-- Stated problem --
Count the lines below that contain the word "Target" and reply with the number alone.

-- Record excerpts --
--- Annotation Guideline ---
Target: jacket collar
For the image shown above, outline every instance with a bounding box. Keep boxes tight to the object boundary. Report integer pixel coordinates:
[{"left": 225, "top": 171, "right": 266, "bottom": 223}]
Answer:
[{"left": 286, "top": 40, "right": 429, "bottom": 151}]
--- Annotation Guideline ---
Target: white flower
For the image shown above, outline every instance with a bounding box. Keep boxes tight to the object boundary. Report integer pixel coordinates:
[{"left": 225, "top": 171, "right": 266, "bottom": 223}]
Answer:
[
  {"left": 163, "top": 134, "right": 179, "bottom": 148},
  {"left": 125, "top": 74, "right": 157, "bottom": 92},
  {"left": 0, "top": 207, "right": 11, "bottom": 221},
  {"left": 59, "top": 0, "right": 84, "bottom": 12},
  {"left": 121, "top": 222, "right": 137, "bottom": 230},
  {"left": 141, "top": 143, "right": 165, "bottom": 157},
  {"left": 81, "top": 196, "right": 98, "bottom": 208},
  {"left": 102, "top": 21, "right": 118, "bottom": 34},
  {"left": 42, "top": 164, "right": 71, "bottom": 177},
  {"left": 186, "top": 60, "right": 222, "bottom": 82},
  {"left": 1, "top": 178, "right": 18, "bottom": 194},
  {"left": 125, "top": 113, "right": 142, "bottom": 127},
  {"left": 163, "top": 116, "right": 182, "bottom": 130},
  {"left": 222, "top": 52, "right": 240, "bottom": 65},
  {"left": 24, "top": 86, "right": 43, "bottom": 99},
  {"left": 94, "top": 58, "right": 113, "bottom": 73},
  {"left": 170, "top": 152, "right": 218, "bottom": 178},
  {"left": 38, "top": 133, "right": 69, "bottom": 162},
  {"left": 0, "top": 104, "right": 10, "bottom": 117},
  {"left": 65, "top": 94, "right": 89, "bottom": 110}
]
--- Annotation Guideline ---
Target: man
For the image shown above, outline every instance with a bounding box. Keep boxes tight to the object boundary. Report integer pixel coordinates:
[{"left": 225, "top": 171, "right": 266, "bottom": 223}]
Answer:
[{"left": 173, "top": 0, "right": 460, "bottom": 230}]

-- Response below --
3